▶ Prompt: Up to and including the line with "When queried with the sandy beach", please reproduce the lines below exactly, beginning with the first.

Natural language region descriptions
+ + + + +
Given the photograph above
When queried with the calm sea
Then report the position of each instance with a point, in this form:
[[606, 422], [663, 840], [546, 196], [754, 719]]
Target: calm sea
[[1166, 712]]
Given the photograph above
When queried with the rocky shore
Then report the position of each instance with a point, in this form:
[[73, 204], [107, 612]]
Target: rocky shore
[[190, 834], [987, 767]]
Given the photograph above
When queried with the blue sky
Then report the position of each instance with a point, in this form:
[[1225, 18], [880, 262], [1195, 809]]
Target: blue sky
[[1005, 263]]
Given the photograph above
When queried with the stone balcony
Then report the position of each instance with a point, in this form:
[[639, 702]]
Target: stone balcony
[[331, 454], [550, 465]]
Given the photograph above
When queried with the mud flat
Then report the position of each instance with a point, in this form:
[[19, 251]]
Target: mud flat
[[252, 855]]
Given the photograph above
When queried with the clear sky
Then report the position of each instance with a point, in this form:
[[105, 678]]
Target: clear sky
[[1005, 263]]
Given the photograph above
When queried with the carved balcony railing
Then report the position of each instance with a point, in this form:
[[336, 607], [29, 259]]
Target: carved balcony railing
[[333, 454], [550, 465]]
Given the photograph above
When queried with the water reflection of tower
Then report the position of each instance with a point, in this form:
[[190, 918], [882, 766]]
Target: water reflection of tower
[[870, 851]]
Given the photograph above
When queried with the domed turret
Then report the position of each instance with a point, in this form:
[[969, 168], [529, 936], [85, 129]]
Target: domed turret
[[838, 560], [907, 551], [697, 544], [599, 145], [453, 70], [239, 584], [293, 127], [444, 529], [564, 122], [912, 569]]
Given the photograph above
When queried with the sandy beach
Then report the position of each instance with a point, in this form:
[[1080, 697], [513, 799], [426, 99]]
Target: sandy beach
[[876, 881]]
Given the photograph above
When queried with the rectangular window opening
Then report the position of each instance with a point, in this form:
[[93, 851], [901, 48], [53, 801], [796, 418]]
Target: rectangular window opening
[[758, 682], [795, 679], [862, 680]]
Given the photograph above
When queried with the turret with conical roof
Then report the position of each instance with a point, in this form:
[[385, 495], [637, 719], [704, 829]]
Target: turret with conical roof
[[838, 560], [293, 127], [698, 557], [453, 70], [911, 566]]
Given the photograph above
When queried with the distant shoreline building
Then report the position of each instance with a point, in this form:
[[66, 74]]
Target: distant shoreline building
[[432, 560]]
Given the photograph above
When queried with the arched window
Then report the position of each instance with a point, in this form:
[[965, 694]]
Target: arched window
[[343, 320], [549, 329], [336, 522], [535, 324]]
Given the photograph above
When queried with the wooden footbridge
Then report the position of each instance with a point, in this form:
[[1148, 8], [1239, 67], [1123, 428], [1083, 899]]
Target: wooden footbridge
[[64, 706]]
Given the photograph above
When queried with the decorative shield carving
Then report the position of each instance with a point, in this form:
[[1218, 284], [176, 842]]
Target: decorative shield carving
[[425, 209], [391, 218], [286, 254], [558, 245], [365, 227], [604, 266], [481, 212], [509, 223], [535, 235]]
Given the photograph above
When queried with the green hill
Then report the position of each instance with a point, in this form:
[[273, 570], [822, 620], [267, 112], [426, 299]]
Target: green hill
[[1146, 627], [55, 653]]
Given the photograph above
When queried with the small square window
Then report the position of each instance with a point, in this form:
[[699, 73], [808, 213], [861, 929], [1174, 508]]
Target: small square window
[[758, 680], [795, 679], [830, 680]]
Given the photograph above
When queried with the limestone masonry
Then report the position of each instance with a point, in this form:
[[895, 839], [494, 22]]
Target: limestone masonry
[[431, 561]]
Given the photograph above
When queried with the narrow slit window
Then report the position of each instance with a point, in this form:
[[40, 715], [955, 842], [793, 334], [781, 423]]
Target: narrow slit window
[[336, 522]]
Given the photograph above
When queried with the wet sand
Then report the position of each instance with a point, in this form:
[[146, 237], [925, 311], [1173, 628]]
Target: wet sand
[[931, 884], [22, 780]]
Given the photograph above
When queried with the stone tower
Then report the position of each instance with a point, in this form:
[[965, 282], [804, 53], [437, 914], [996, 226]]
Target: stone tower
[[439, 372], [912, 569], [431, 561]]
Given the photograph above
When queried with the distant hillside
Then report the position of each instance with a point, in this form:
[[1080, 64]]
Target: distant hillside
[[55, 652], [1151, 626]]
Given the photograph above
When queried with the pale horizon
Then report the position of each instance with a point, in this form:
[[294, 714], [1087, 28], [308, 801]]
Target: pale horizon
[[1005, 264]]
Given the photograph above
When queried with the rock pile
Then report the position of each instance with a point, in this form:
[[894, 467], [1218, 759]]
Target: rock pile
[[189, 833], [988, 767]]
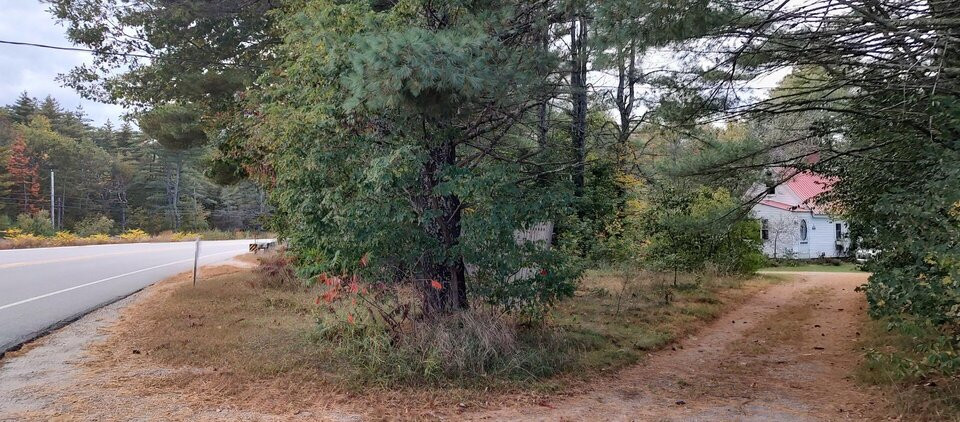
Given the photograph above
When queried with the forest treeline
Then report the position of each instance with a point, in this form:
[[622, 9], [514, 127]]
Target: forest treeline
[[405, 142], [108, 179]]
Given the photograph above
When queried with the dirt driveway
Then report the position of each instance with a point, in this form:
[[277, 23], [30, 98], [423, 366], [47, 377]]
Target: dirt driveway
[[786, 354]]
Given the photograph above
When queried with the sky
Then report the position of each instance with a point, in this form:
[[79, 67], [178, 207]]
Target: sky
[[34, 69]]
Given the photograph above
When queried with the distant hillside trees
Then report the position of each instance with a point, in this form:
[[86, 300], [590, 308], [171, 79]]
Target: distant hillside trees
[[109, 173]]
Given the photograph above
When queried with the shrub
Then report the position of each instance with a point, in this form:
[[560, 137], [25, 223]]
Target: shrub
[[63, 238], [99, 238], [95, 224], [12, 233], [26, 240], [134, 235], [37, 223], [180, 236], [275, 271]]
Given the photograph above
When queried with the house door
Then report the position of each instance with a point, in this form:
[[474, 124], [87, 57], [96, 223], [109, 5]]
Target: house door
[[804, 245]]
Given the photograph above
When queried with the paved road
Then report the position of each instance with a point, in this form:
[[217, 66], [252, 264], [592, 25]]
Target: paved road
[[46, 287]]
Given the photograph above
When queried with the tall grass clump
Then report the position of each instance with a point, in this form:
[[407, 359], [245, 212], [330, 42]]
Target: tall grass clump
[[464, 348]]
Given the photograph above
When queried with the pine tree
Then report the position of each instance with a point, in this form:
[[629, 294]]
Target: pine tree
[[23, 108]]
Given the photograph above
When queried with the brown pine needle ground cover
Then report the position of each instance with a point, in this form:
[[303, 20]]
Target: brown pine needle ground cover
[[230, 340]]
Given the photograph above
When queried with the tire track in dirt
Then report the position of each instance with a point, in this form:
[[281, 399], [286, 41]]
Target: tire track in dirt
[[787, 354]]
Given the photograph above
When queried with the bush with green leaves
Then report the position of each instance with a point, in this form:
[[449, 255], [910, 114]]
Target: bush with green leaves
[[690, 227], [397, 154], [94, 224], [38, 223]]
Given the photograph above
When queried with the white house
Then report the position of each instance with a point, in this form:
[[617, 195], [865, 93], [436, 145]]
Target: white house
[[794, 226]]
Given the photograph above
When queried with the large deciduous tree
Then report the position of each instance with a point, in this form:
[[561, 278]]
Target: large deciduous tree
[[23, 177]]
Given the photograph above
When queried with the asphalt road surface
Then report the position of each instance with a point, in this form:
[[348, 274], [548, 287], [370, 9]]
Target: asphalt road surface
[[44, 288]]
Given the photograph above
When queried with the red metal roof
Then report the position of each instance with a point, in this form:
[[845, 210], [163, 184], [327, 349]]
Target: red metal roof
[[808, 185], [777, 204]]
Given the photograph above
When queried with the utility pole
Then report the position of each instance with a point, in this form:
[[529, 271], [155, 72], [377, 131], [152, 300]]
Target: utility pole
[[53, 218]]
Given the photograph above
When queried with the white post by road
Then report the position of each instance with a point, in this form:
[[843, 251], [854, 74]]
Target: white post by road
[[53, 221], [196, 257]]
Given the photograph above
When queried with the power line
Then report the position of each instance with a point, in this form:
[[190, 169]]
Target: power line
[[110, 53]]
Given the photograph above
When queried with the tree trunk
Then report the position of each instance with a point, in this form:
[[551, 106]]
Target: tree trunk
[[445, 228], [578, 96], [174, 194]]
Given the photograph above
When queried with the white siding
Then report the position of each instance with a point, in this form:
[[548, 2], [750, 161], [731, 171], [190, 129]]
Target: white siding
[[784, 233]]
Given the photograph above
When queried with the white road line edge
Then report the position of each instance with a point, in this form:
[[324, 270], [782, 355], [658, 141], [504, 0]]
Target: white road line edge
[[10, 305]]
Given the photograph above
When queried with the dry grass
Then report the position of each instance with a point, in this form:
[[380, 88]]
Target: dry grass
[[618, 317], [28, 241], [240, 339]]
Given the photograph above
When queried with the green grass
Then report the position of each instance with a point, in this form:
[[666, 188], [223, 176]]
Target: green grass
[[895, 362], [819, 268]]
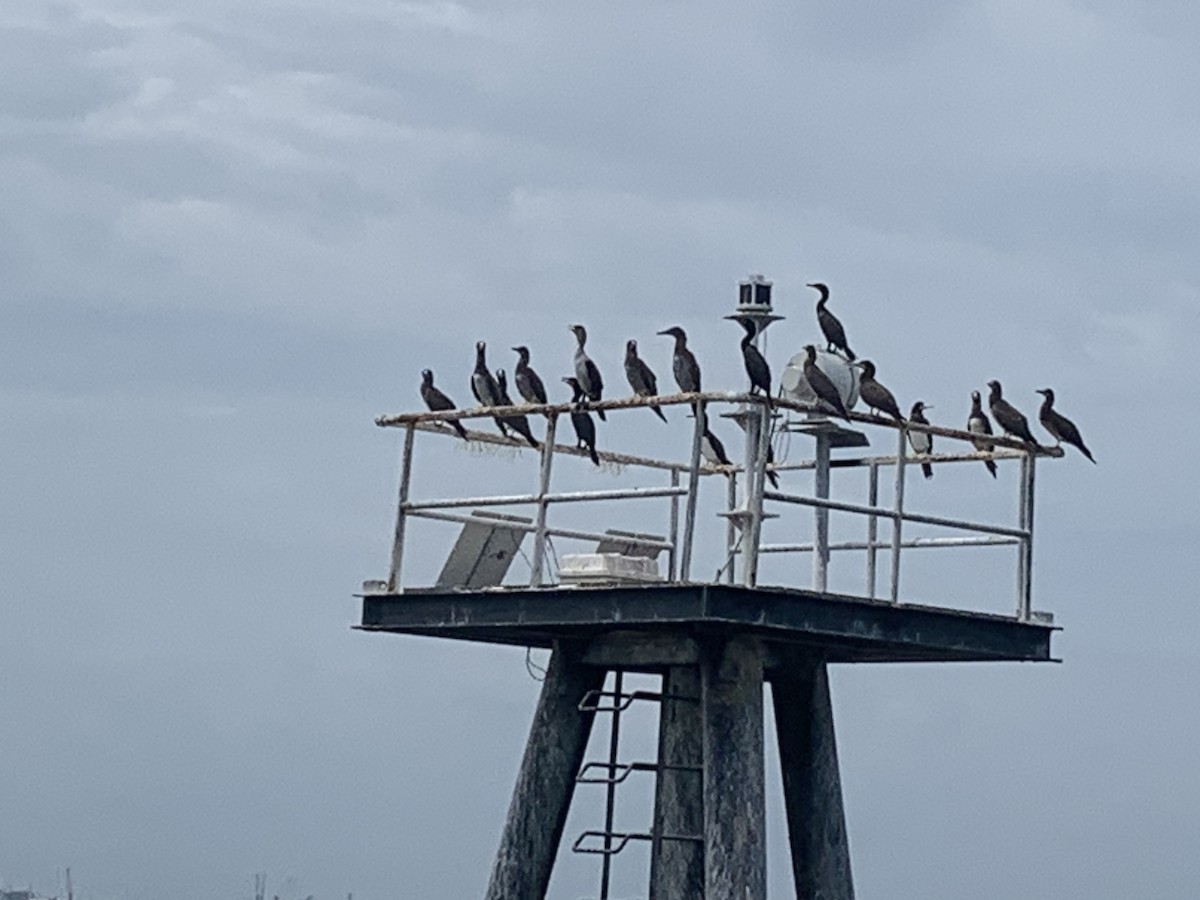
+ + + + +
▶ Your solution:
Given the photograph above
When queried with the calm sea
Then report the position of each instance with a point, in this form:
[[606, 422], [663, 840], [546, 196], [754, 719]]
Target: calm sea
[[1166, 712]]
Given the photograph above
When queried with the rocky shore
Then report the position of each instance with a point, in this form:
[[73, 204], [107, 612]]
Target: rocky shore
[[190, 834], [987, 767]]
Given the photograph above
When queried with the blue sky
Then report the position of each instance with a point, in this form:
[[1225, 18], [880, 262], [1195, 809]]
Target: blue sky
[[1005, 263]]
Given the photograph above
When queried with the stone balcony
Then report the position of each instance with a point, in this form:
[[639, 702]]
Target: stone balcony
[[331, 454], [550, 465]]
Given the photograph above
When queried with the mud flat
Then report the position of each instance with a point, in this form:
[[19, 251]]
Target: mud flat
[[252, 855]]
Given the photograph above
When queried with the clear sky
Then report the position of each instance with a point, in this form:
[[105, 678]]
Target: clear sky
[[1005, 263]]
Given the photograph above
When queried with the carved balcony railing
Then report the position of each instance with a point, in this form:
[[336, 607], [29, 259]]
Target: carved balcony railing
[[333, 454], [550, 465]]
Given the photograph above
When queried with the water reflection of tower
Then report the position of each instance with a point, in this form:
[[190, 918], [882, 766]]
Target: water reflection of tower
[[870, 851]]
Given the photograph above
When queried with the domed turret
Then report the position of each instance with a point, in this form:
[[969, 168], [529, 936], [85, 129]]
Target: domed turret
[[838, 560], [907, 551], [697, 544], [599, 145], [453, 70], [239, 584], [293, 127], [444, 529], [564, 122], [912, 569]]
Given the photograph above
When queried with the sandy beach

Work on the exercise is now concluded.